**PASSAGE SHOWN:**
☆ ☆ ☆ ☆
United States District Court, N.D. California
Feb 27, 2007
No. C 05-1842 JSW (PR) (N.D. Cal. Feb. 27, 2007)

Opinion

No. C 05-1842 JSW (PR).

February 27, 2007


ORDER DENYING SUMMARY JUDGMENT AND INSTRUCTIONS TO THE CLERK (Docket no. 7)


INTRODUCTION

Plaintiff, a prisoner of the State of California, currently incarcerated at the Correctional Training Facility in Soledad, California, filed this pro se civil rights action pursuant to 42 U.S.C. § 1983, complaining of inadequate medical care at that facility subsequent to his injury in a fight resulting in a significant delay in the diagnosis and treatment of a broken knee. In an order dated November 8, 2005, the Court found that Plaintiff had stated a cognizable claim for deliberate indifference to his serious medical needs and ordered the United States Marshal's (USM) office to serve the complaint on Defendants Fernandez and Lough.
☆ ☆ ☆ ☆
**DATA EXTRACT:**
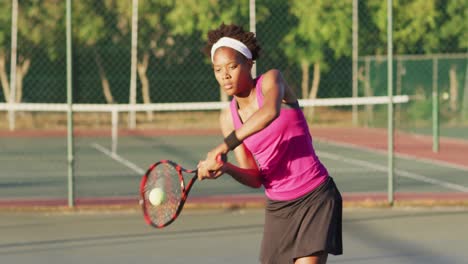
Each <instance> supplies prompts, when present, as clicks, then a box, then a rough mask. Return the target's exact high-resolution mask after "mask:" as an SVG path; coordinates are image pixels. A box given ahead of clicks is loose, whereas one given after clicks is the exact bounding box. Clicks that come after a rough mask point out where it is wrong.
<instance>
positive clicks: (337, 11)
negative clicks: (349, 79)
mask: <svg viewBox="0 0 468 264" xmlns="http://www.w3.org/2000/svg"><path fill="white" fill-rule="evenodd" d="M290 12H291V14H292V15H294V16H295V17H296V18H297V26H296V27H294V28H292V29H291V30H290V33H289V34H288V35H286V36H285V38H284V39H283V44H282V45H281V47H284V50H285V53H286V55H287V56H288V58H289V59H290V60H292V61H295V62H297V63H298V64H299V65H300V68H301V71H302V82H301V91H302V98H309V99H315V98H316V97H317V93H318V90H319V85H320V74H321V72H323V71H326V70H327V68H328V65H326V64H325V59H326V58H325V50H326V49H330V50H332V51H333V54H334V56H335V57H337V58H338V57H341V56H346V55H350V54H351V50H352V49H351V36H352V34H351V33H352V28H351V26H352V23H351V17H352V2H351V1H327V0H295V1H291V6H290ZM311 65H313V69H314V73H313V80H312V84H311V85H310V84H309V76H310V73H309V70H310V67H311ZM309 85H310V88H309ZM310 114H311V112H309V115H310Z"/></svg>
☆ ☆ ☆ ☆
**TASK TO CARRY OUT:** Print the part of the court order from "February 27, 2007" up to and including "Fernandez and Lough.", word for word.

**EXPECTED ANSWER:**
February 27, 2007


ORDER DENYING SUMMARY JUDGMENT AND INSTRUCTIONS TO THE CLERK (Docket no. 7)


INTRODUCTION

Plaintiff, a prisoner of the State of California, currently incarcerated at the Correctional Training Facility in Soledad, California, filed this pro se civil rights action pursuant to 42 U.S.C. § 1983, complaining of inadequate medical care at that facility subsequent to his injury in a fight resulting in a significant delay in the diagnosis and treatment of a broken knee. In an order dated November 8, 2005, the Court found that Plaintiff had stated a cognizable claim for deliberate indifference to his serious medical needs and ordered the United States Marshal's (USM) office to serve the complaint on Defendants Fernandez and Lough.